_Data_
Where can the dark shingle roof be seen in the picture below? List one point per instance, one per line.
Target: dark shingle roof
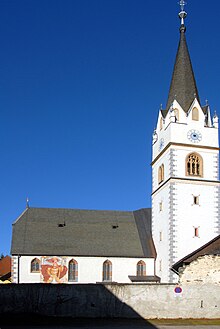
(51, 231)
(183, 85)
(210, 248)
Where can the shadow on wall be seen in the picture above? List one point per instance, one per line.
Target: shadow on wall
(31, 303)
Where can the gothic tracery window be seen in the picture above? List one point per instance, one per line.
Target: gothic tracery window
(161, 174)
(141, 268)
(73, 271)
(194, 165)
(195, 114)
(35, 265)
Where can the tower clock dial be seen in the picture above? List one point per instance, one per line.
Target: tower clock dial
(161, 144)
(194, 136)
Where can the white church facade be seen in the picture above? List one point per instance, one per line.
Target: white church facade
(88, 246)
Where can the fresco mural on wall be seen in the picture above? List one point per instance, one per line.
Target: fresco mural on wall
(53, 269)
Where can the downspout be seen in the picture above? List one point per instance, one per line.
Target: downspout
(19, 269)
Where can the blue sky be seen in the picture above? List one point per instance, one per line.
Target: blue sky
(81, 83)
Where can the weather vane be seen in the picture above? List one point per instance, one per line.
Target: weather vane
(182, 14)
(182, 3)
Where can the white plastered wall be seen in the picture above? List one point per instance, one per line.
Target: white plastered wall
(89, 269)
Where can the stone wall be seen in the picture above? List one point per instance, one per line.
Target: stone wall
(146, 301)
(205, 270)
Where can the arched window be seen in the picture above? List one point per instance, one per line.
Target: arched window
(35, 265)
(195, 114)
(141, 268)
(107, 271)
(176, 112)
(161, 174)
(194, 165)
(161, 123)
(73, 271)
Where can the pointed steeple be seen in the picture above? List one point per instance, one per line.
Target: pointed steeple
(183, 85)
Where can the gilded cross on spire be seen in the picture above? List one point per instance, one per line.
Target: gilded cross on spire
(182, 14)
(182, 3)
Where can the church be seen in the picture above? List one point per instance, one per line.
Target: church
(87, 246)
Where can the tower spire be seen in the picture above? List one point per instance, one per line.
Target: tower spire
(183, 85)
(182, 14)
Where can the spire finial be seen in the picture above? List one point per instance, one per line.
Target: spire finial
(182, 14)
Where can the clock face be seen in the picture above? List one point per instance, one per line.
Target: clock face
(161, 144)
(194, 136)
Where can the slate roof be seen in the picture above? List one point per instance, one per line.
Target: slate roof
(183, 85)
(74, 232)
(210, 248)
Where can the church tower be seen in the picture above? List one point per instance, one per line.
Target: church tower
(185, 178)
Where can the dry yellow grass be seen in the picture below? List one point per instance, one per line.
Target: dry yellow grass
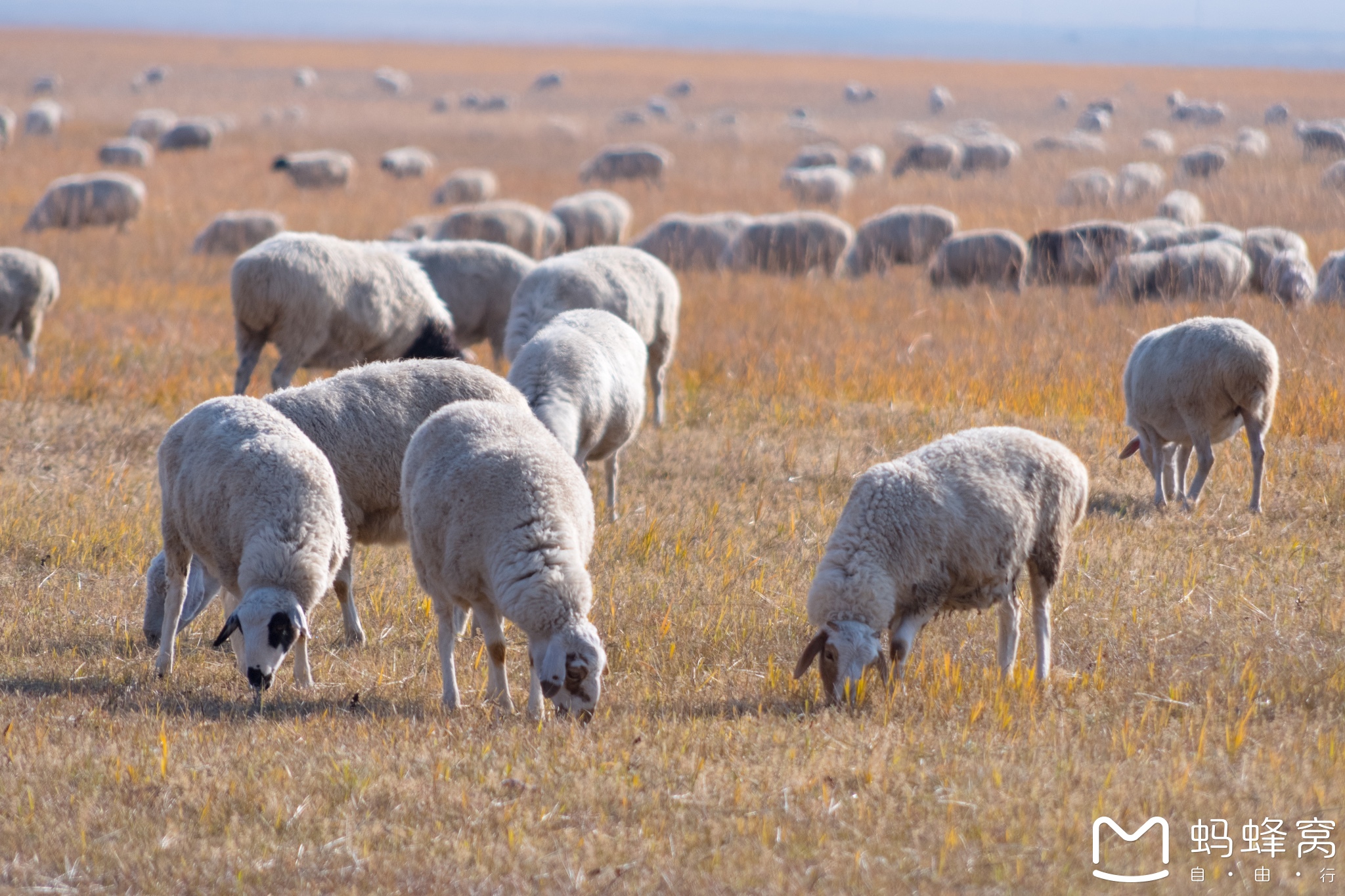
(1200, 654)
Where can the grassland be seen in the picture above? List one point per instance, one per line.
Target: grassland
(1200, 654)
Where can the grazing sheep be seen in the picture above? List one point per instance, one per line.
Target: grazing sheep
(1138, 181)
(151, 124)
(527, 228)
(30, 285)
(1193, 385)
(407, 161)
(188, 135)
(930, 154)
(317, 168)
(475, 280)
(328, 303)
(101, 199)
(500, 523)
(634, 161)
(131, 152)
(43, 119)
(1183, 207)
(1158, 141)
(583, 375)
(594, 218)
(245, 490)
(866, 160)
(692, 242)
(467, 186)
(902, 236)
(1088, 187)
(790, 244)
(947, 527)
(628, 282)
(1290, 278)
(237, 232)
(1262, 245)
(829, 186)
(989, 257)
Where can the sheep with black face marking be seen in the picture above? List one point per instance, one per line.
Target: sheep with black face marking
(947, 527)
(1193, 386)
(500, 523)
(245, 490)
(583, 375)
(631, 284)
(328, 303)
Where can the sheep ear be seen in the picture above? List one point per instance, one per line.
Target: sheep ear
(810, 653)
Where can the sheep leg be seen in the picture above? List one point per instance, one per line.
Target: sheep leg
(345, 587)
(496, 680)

_What the task requires_
Your answer should be one number, the count of lines in the entries holding the string "below".

_Task solution_
2